WHAT TO WORK ON:
Please copy out the data below word for word, keeping every line unchanged.

····················

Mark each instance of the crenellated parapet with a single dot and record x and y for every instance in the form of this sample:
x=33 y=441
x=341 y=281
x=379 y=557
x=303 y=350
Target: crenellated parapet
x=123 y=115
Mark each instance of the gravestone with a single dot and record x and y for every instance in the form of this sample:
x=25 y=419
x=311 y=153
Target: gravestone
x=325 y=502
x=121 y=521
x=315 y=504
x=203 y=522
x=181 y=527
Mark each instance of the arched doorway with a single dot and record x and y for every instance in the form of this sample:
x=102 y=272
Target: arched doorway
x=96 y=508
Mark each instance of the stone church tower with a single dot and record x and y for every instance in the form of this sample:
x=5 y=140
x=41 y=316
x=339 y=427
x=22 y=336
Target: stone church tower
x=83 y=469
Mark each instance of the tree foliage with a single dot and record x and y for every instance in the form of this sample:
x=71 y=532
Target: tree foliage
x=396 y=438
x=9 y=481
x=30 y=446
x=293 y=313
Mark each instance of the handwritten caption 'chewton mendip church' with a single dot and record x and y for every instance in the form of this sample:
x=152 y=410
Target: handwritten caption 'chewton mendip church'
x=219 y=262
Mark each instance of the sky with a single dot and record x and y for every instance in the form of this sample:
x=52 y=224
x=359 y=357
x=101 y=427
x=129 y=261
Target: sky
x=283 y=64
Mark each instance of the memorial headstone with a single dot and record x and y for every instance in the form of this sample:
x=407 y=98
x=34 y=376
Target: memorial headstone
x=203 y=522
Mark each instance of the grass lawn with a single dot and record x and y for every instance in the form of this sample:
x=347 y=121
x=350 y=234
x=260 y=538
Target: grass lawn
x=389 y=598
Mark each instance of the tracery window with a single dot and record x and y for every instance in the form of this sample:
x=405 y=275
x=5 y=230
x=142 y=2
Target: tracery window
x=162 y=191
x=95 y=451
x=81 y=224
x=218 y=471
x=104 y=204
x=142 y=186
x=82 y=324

····················

THE OUTPUT:
Mark each instance of the crenellated parapet with a single dot and record x and y for every instance in the form of this sample:
x=33 y=441
x=341 y=281
x=379 y=557
x=303 y=350
Target: crenellated parapet
x=123 y=115
Mark each instance of the gravestone with a single dot and record x and y for every instance in the form of this sample:
x=25 y=419
x=311 y=153
Target: gravestone
x=325 y=502
x=121 y=521
x=315 y=504
x=203 y=522
x=181 y=527
Mark each instance of the arched doorway with a single dot and record x and y for every instance in the form of this sample:
x=102 y=272
Target: arched doorway
x=96 y=508
Mark each instance of the stone church tower with a single dot and record x and y for every instance in the form of this sample:
x=5 y=140
x=41 y=316
x=339 y=427
x=22 y=336
Target: stone church tower
x=83 y=469
Mark each instance of the tree foliage with a single dot and record x and y for every instance in the form of this sample:
x=71 y=532
Target: tree foliage
x=396 y=438
x=9 y=481
x=30 y=446
x=293 y=313
Mark each instance of the handwritten caption 'chewton mendip church' with a single dot and record x and y for every instance in the form of this sample:
x=152 y=410
Target: handwritten caption 'chewton mendip church'
x=219 y=262
Mark each instance of the sky with a single dot and record x and y for every instance in the form of this sample:
x=52 y=224
x=359 y=357
x=101 y=427
x=129 y=261
Target: sky
x=283 y=64
Mark each instance of the memorial headstone with a single dot and record x and y for every instance in the form of this sample:
x=407 y=98
x=34 y=376
Target: memorial headstone
x=203 y=522
Mark each instance of the grass lawn with a single dot and record x and y for every instance in the form of this sample:
x=347 y=121
x=350 y=234
x=260 y=538
Target: grass lawn
x=389 y=598
Mark each instance of the tracery window with a single dot and record x and y for every instance in the form of this sample:
x=405 y=275
x=5 y=230
x=142 y=2
Target: tracery window
x=162 y=191
x=95 y=451
x=81 y=224
x=218 y=471
x=104 y=204
x=142 y=186
x=82 y=324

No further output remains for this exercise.